Eric y yo seguimos, dejando a Ted hablando solo mientras brincaba y trotaba. El reflejo del sol en las piedras era enceguecedor y el calor seguía subiendo, haciéndonos sentir como si estuviéramos escalando directamente hacia el sol. Y de alguna manera, eso era precisamente lo que hacíamos. Comprobé el altímetro en mi reloj y vi que habíamos ascendido más de mil pies. Aunque, poco después, el camino nos llevó a una meseta y las piedras dejaron paso a la tierra apisonada.

El resto iba varias cientos de yardas por delante, así que Eric y yo empezamos a correr para reducir la distancia. Antes de que los hubiéramos alcanzado, Ted Descalzo apareció a toda prisa.

—Es hora de echar un trago —dijo, agitando la botella vacía—. Los espero en el manantial.

El camino se empinó de súbito nuevamente, serpenteando en zigzags cerrados. Mil quinientos pies… dos mil… Nos encorvamos en la pendiente, sintiendo que no avanzábamos más que unas pocas pulgadas en cada paso. Tras tres horas y seis millas de duro ascenso, no habíamos llegado al manantial; ni habíamos visto un solo lugar a la sombra desde que dejamos la orilla del río.

_ _ _ _ _

■ DESCRIPCIÓN DEL EJERCICIO
Continúa el relato de la subida por el sendero hacia el manantial a partir de su última frase. El material que viene a continuación no hace falta.

(Entradas almacenadas)
_ _ _ _ _

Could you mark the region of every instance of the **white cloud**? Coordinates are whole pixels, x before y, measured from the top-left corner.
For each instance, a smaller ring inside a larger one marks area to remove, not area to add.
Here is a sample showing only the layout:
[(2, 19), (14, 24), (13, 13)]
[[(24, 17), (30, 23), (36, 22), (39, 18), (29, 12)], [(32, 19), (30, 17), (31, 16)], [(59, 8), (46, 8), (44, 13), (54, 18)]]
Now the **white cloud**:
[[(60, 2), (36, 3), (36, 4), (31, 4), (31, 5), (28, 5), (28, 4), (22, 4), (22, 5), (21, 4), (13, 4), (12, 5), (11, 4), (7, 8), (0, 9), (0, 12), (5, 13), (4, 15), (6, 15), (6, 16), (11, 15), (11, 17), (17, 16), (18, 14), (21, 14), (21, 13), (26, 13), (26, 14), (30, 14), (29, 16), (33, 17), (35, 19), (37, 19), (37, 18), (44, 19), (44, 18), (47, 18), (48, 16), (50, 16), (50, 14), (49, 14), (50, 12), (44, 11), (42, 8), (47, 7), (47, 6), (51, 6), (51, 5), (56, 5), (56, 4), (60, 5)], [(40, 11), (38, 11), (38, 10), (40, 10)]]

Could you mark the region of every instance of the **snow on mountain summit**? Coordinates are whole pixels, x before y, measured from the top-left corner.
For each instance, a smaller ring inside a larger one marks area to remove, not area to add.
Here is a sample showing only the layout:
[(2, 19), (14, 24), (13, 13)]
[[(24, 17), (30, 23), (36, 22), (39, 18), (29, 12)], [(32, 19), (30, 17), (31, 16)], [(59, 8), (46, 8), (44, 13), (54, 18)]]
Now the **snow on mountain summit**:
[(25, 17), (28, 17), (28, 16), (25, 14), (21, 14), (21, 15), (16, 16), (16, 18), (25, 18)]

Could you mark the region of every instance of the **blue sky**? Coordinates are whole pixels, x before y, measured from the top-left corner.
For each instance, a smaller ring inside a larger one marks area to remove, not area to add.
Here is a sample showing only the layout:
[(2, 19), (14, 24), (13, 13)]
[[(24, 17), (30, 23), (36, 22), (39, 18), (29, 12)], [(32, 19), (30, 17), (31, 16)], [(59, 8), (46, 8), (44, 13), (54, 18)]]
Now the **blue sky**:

_ _ _ _ _

■ RESPUESTA
—¿Lo ves? —dijo Eric, agitando la boquilla de su mochila de hidratación—. Esta gente debe estar muerta de sed.

—Y de hambre —agregué, mientras abría una barra de
granola
.

A tres mil quinientos pies de altura, encontramos a Caballo y el resto de la expedición esperando en una hondonada debajo de un enebro.

—¿Alguien necesita pastillas de yodo? —pregunté.

—No creo —dijo Luis—. Mira.

Bajo el árbol había un cuenco de piedra natural, tallado a lo largo de siglos por el chorro de agua del manantial. Pero no había agua.

—Estamos en sequía —dijo Caballo—. Se me había olvidado.

Pero era posible que el siguiente manantial, unos cien pies más arriba, sí tuviera agua. Caballo se ofreció a correr hasta ahí para comprobarlo. Jenn, Billy y Luis estaban demasiado sedientos para esperar a que volviera, así que fueron con él. Ted le dio su botella a Luis para que se la llenara y se sentó en la sombra con nosotros. Yo le ofrecí unos cuantos sorbos de mi mochila, mientras Scott compartía un poco de pan pita y
hummus
.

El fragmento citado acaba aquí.